Work to be completed:
Each line from the first line of the entries through the line holding "the black eye" is to be restated word for word; nothing else, and no picture, belongs in the answer.

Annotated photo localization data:

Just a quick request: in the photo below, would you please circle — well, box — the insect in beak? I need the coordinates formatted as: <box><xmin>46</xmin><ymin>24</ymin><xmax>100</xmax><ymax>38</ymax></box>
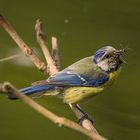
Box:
<box><xmin>115</xmin><ymin>48</ymin><xmax>126</xmax><ymax>55</ymax></box>
<box><xmin>115</xmin><ymin>48</ymin><xmax>127</xmax><ymax>64</ymax></box>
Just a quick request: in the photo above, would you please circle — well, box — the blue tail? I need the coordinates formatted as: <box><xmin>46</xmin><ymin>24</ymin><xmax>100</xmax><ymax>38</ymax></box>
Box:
<box><xmin>7</xmin><ymin>84</ymin><xmax>53</xmax><ymax>99</ymax></box>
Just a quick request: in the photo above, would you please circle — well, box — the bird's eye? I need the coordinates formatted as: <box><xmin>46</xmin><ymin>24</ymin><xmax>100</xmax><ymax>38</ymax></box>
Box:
<box><xmin>105</xmin><ymin>54</ymin><xmax>110</xmax><ymax>58</ymax></box>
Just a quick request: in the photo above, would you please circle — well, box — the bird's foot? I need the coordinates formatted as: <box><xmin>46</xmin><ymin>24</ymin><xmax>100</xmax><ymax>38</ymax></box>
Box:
<box><xmin>77</xmin><ymin>113</ymin><xmax>94</xmax><ymax>125</ymax></box>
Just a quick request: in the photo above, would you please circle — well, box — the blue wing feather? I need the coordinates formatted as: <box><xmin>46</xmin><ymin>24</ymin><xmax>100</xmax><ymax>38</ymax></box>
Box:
<box><xmin>7</xmin><ymin>84</ymin><xmax>53</xmax><ymax>99</ymax></box>
<box><xmin>48</xmin><ymin>69</ymin><xmax>109</xmax><ymax>87</ymax></box>
<box><xmin>7</xmin><ymin>56</ymin><xmax>109</xmax><ymax>100</ymax></box>
<box><xmin>48</xmin><ymin>71</ymin><xmax>84</xmax><ymax>86</ymax></box>
<box><xmin>83</xmin><ymin>74</ymin><xmax>109</xmax><ymax>86</ymax></box>
<box><xmin>19</xmin><ymin>84</ymin><xmax>52</xmax><ymax>94</ymax></box>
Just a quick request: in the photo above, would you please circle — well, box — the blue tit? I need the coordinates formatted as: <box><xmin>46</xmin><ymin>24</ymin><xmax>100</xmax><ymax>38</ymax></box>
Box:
<box><xmin>7</xmin><ymin>46</ymin><xmax>125</xmax><ymax>105</ymax></box>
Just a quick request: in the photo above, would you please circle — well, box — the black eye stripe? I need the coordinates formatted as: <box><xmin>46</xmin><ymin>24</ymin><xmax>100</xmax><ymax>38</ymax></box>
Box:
<box><xmin>103</xmin><ymin>54</ymin><xmax>112</xmax><ymax>59</ymax></box>
<box><xmin>105</xmin><ymin>54</ymin><xmax>110</xmax><ymax>58</ymax></box>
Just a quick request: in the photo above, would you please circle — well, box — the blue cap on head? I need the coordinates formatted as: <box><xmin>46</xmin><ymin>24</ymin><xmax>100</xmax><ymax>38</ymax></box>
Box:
<box><xmin>93</xmin><ymin>46</ymin><xmax>115</xmax><ymax>64</ymax></box>
<box><xmin>93</xmin><ymin>47</ymin><xmax>106</xmax><ymax>64</ymax></box>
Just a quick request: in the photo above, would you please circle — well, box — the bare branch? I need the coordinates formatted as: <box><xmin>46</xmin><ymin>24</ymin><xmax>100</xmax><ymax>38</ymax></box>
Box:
<box><xmin>35</xmin><ymin>19</ymin><xmax>58</xmax><ymax>75</ymax></box>
<box><xmin>0</xmin><ymin>54</ymin><xmax>20</xmax><ymax>62</ymax></box>
<box><xmin>0</xmin><ymin>15</ymin><xmax>107</xmax><ymax>140</ymax></box>
<box><xmin>34</xmin><ymin>19</ymin><xmax>100</xmax><ymax>134</ymax></box>
<box><xmin>0</xmin><ymin>14</ymin><xmax>48</xmax><ymax>74</ymax></box>
<box><xmin>70</xmin><ymin>104</ymin><xmax>98</xmax><ymax>132</ymax></box>
<box><xmin>51</xmin><ymin>36</ymin><xmax>60</xmax><ymax>71</ymax></box>
<box><xmin>34</xmin><ymin>19</ymin><xmax>100</xmax><ymax>133</ymax></box>
<box><xmin>1</xmin><ymin>82</ymin><xmax>106</xmax><ymax>140</ymax></box>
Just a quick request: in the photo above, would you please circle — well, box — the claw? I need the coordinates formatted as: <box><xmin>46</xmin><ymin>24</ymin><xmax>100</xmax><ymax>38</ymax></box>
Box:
<box><xmin>77</xmin><ymin>113</ymin><xmax>94</xmax><ymax>125</ymax></box>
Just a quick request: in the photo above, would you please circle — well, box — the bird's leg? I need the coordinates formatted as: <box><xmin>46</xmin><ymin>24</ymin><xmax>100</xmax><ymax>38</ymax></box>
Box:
<box><xmin>69</xmin><ymin>104</ymin><xmax>93</xmax><ymax>125</ymax></box>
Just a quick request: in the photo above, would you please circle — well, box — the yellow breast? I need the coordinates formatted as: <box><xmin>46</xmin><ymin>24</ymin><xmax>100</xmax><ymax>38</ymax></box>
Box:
<box><xmin>63</xmin><ymin>86</ymin><xmax>104</xmax><ymax>104</ymax></box>
<box><xmin>63</xmin><ymin>68</ymin><xmax>122</xmax><ymax>104</ymax></box>
<box><xmin>103</xmin><ymin>68</ymin><xmax>122</xmax><ymax>88</ymax></box>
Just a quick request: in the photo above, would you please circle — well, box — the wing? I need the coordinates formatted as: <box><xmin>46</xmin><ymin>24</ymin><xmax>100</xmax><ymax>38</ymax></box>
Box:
<box><xmin>33</xmin><ymin>56</ymin><xmax>109</xmax><ymax>87</ymax></box>
<box><xmin>47</xmin><ymin>69</ymin><xmax>109</xmax><ymax>87</ymax></box>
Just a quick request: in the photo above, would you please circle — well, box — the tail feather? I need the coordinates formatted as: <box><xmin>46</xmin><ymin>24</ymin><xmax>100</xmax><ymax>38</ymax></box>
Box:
<box><xmin>7</xmin><ymin>84</ymin><xmax>52</xmax><ymax>99</ymax></box>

Result:
Just a quick request: in the photo below, would you please circle — well, box — the insect in beak? I need the coordinates formatted as: <box><xmin>46</xmin><ymin>24</ymin><xmax>100</xmax><ymax>38</ymax></box>
Box:
<box><xmin>115</xmin><ymin>48</ymin><xmax>126</xmax><ymax>55</ymax></box>
<box><xmin>115</xmin><ymin>48</ymin><xmax>127</xmax><ymax>64</ymax></box>
Just a quick request: in the photo above, would you please circle — well, box — the blue tail? I need the coordinates formatted as: <box><xmin>46</xmin><ymin>24</ymin><xmax>100</xmax><ymax>38</ymax></box>
Box:
<box><xmin>7</xmin><ymin>84</ymin><xmax>53</xmax><ymax>99</ymax></box>
Just a quick request: in the photo above, would you please circle — well, box — the bird's eye? I need the coordinates formatted as: <box><xmin>46</xmin><ymin>24</ymin><xmax>100</xmax><ymax>38</ymax></box>
Box:
<box><xmin>105</xmin><ymin>54</ymin><xmax>110</xmax><ymax>58</ymax></box>
Just a quick request: in the photo above, would you please circle — well, box — the bird's foot? I need the coordinates formatted as: <box><xmin>46</xmin><ymin>24</ymin><xmax>100</xmax><ymax>38</ymax></box>
Box:
<box><xmin>77</xmin><ymin>113</ymin><xmax>94</xmax><ymax>125</ymax></box>
Just a quick request: in the photo above, would you please circle — well, box — the blue wing feather? I need the coordinates formatted as: <box><xmin>46</xmin><ymin>24</ymin><xmax>100</xmax><ymax>38</ymax></box>
Box:
<box><xmin>7</xmin><ymin>84</ymin><xmax>53</xmax><ymax>99</ymax></box>
<box><xmin>48</xmin><ymin>69</ymin><xmax>109</xmax><ymax>87</ymax></box>
<box><xmin>7</xmin><ymin>56</ymin><xmax>109</xmax><ymax>100</ymax></box>
<box><xmin>48</xmin><ymin>71</ymin><xmax>84</xmax><ymax>86</ymax></box>
<box><xmin>83</xmin><ymin>74</ymin><xmax>109</xmax><ymax>86</ymax></box>
<box><xmin>19</xmin><ymin>84</ymin><xmax>52</xmax><ymax>94</ymax></box>
Just a quick request: in the photo above, would you please circle — well, box — the blue tit? I need the coordinates formatted as: <box><xmin>46</xmin><ymin>24</ymin><xmax>100</xmax><ymax>38</ymax></box>
Box:
<box><xmin>7</xmin><ymin>46</ymin><xmax>125</xmax><ymax>105</ymax></box>
Just a quick request: in the photo above, would you please circle — well, box — the black eye stripe? I need the coordinates formatted as: <box><xmin>46</xmin><ymin>24</ymin><xmax>100</xmax><ymax>38</ymax></box>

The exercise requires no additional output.